Stored data

━━━━━━━━━━━━━━━━━━━━

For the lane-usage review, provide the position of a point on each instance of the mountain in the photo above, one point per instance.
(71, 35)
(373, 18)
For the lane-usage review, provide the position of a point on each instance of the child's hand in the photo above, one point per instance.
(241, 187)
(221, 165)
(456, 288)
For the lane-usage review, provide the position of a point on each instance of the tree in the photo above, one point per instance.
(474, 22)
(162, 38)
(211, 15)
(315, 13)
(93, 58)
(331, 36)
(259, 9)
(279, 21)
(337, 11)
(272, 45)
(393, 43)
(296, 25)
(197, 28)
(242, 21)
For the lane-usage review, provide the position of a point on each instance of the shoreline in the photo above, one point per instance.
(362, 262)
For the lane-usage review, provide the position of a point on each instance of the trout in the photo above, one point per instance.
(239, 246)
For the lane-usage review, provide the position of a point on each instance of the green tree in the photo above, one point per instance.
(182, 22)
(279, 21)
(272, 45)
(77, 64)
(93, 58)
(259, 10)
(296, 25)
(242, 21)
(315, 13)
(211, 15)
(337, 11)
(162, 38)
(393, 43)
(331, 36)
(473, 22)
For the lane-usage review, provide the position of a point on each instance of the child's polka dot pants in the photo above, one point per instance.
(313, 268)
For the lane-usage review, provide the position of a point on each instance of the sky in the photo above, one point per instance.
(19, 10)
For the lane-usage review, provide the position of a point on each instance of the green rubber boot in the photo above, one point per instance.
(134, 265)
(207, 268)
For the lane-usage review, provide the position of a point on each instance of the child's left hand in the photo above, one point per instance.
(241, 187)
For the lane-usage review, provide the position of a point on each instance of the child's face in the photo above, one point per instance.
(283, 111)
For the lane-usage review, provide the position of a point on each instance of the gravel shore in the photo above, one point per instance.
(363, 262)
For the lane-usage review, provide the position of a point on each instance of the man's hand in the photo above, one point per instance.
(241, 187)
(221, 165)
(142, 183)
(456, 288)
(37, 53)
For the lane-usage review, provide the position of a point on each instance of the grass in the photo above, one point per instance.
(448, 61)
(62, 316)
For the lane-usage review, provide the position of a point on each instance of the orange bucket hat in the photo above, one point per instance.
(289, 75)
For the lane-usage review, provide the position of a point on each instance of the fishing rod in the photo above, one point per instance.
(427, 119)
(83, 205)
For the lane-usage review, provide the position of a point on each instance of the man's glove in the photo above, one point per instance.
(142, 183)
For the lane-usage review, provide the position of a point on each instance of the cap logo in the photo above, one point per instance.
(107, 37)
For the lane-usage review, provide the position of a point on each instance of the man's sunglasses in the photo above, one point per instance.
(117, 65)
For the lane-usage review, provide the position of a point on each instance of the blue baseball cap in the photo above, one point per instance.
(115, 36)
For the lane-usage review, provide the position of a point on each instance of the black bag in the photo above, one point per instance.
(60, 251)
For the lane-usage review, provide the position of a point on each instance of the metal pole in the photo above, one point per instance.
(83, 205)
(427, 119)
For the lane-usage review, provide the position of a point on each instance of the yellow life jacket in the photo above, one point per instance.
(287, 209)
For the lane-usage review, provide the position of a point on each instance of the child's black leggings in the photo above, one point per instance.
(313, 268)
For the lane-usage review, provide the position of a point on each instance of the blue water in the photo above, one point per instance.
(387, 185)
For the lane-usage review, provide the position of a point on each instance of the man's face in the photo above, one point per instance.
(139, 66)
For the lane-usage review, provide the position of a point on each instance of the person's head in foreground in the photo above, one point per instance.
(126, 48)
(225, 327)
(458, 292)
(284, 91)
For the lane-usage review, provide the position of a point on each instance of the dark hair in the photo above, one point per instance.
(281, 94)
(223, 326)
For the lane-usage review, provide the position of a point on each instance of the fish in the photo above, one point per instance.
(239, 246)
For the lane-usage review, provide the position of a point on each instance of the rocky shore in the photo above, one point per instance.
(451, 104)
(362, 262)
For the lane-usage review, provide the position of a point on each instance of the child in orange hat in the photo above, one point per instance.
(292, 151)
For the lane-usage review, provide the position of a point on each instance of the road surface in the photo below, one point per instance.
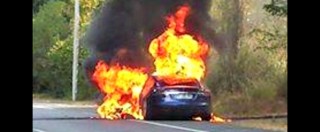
(49, 117)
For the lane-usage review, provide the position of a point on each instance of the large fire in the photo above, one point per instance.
(177, 54)
(122, 86)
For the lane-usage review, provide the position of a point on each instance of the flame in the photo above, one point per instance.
(122, 86)
(197, 118)
(176, 53)
(216, 119)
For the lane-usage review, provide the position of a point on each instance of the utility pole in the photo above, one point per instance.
(75, 50)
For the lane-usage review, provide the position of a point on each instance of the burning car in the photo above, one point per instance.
(164, 98)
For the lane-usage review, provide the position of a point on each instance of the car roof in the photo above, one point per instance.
(178, 82)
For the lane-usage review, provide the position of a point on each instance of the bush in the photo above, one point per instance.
(249, 83)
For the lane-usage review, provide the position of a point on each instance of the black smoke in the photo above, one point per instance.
(124, 28)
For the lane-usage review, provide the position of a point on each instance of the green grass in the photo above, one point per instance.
(279, 125)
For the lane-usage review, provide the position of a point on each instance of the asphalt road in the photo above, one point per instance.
(65, 118)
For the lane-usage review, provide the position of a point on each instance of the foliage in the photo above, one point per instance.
(53, 48)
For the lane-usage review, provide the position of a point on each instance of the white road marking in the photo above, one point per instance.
(38, 130)
(56, 105)
(42, 107)
(169, 126)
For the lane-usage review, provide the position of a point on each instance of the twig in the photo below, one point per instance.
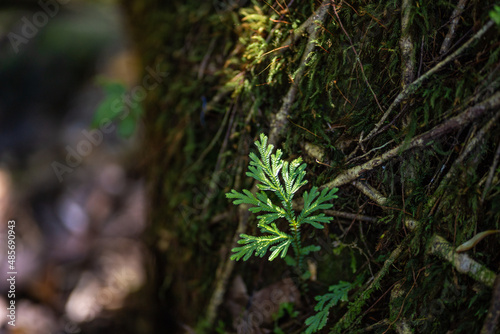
(380, 199)
(452, 124)
(471, 145)
(280, 119)
(491, 173)
(411, 88)
(453, 25)
(351, 317)
(358, 60)
(349, 215)
(406, 45)
(463, 263)
(491, 321)
(371, 192)
(319, 15)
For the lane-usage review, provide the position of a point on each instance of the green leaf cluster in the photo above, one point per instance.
(283, 179)
(325, 303)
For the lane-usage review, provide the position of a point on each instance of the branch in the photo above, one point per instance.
(491, 321)
(406, 45)
(410, 89)
(452, 124)
(280, 119)
(306, 26)
(454, 21)
(463, 263)
(351, 317)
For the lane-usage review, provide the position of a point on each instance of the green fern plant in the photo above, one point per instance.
(336, 294)
(283, 179)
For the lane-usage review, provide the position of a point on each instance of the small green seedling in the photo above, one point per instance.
(283, 179)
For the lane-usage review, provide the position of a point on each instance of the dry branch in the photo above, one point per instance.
(453, 25)
(422, 140)
(463, 263)
(410, 89)
(280, 119)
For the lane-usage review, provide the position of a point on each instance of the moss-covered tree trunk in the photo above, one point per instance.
(394, 102)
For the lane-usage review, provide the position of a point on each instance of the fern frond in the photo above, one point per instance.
(279, 241)
(316, 201)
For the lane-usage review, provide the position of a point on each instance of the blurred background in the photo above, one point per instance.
(69, 160)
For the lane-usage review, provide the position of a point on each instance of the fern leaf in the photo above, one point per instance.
(316, 201)
(259, 245)
(316, 220)
(325, 303)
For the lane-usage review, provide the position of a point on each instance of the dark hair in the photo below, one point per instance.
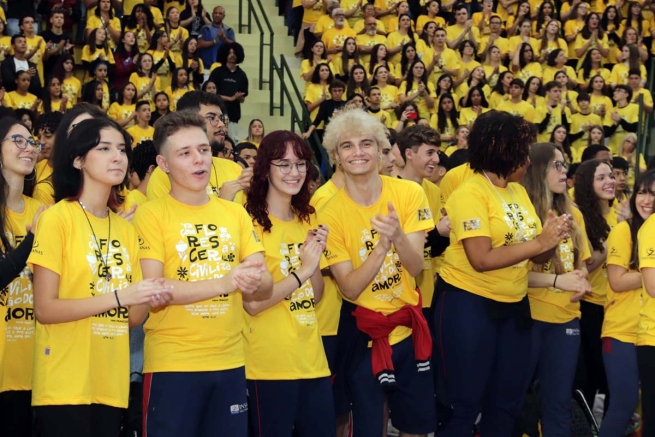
(139, 70)
(6, 123)
(274, 146)
(620, 163)
(483, 101)
(224, 51)
(68, 181)
(49, 121)
(186, 57)
(316, 75)
(195, 99)
(351, 86)
(374, 57)
(404, 60)
(442, 117)
(132, 22)
(524, 48)
(171, 123)
(644, 181)
(415, 136)
(143, 157)
(46, 98)
(590, 152)
(243, 146)
(586, 33)
(458, 157)
(587, 201)
(500, 143)
(121, 98)
(89, 93)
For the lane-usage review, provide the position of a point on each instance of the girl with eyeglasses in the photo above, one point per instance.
(625, 295)
(18, 216)
(555, 290)
(294, 241)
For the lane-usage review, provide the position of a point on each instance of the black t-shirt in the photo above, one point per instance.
(49, 36)
(196, 24)
(228, 83)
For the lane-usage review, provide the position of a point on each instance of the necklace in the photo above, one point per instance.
(103, 261)
(516, 224)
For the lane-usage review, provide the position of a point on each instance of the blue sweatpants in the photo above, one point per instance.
(199, 404)
(555, 349)
(278, 407)
(484, 362)
(622, 372)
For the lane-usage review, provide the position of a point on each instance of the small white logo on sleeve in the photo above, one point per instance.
(238, 408)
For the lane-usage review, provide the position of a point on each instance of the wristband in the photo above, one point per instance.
(297, 279)
(117, 301)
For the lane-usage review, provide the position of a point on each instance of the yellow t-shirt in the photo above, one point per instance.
(521, 109)
(174, 96)
(478, 211)
(328, 309)
(621, 309)
(139, 134)
(16, 101)
(134, 197)
(18, 302)
(97, 348)
(553, 305)
(118, 112)
(223, 171)
(452, 180)
(195, 243)
(646, 328)
(421, 104)
(598, 278)
(291, 324)
(629, 113)
(425, 280)
(142, 83)
(353, 239)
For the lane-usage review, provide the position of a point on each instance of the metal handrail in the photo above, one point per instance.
(298, 124)
(252, 14)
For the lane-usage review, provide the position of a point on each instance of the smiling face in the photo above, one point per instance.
(187, 158)
(644, 201)
(17, 161)
(604, 183)
(556, 179)
(358, 155)
(106, 163)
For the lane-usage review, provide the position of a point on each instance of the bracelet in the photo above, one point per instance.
(297, 279)
(117, 301)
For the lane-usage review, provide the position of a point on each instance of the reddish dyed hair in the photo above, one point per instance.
(274, 146)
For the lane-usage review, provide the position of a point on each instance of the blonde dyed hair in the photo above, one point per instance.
(353, 122)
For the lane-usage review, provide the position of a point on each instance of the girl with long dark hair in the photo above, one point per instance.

━━━━━━━━━━━━━━━━━━━━

**TASK REQUIREMENTS:** Your output must be the exact lines from the one containing "of the reddish" through the end of the data above, both included, and nothing more.

**REPLY:**
For the lane-usage review, provide the position of a point on each instance of the reddish dyed hair in the photo above, one point per instance.
(274, 146)
For the lane-usage review, provide the position of a point on each instance of the blonde dyed hair in the photo above, one point per instance.
(353, 122)
For the lane-usage review, provide the position of a point on each instance of the girl with long dark hair in the photo above, one point per instance.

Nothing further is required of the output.